*WHAT THE TASK REQUIRES*
Pull every line holding the word "painted" from the data below and copy it.

*EXERCISE INPUTS*
______________________________

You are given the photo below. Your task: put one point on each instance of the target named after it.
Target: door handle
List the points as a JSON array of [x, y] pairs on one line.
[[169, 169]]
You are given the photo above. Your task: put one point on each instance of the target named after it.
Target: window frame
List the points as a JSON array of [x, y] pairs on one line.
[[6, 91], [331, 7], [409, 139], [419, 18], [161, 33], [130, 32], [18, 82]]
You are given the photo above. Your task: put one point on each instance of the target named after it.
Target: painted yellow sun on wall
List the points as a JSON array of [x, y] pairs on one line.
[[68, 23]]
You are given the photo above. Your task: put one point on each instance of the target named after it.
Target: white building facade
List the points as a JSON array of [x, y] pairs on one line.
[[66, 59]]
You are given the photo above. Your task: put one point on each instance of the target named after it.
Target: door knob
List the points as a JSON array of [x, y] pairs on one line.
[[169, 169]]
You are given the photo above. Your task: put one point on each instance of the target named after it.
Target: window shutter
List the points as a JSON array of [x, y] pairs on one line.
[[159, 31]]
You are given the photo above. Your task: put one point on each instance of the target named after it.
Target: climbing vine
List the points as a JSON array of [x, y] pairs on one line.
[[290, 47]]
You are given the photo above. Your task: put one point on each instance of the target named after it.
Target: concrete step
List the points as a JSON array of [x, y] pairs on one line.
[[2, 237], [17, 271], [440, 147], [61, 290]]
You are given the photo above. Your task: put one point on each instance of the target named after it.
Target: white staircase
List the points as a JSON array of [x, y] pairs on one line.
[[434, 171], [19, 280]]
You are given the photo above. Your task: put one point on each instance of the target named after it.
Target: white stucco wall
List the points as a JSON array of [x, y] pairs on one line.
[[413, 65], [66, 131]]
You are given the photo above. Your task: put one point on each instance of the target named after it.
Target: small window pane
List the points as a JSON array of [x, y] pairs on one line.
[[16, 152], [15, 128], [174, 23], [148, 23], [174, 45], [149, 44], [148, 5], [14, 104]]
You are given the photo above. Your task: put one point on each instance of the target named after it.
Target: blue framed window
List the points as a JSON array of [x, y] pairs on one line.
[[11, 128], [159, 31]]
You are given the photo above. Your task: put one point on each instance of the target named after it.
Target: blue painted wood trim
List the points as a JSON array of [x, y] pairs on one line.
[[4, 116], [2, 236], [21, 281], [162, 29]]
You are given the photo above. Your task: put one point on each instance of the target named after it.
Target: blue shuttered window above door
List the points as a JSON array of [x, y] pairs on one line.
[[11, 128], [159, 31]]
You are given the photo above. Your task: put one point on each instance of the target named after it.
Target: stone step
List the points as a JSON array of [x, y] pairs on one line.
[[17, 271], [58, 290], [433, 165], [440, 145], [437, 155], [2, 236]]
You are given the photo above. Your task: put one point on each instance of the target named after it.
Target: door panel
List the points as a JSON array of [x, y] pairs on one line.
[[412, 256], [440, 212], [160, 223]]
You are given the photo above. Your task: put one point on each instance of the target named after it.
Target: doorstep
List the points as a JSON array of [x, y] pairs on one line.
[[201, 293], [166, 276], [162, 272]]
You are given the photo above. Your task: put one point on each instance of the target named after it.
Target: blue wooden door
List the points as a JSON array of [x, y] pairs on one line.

______________________________

*EXPECTED OUTPUT*
Target: painted yellow sun on wall
Target: blue painted wood trim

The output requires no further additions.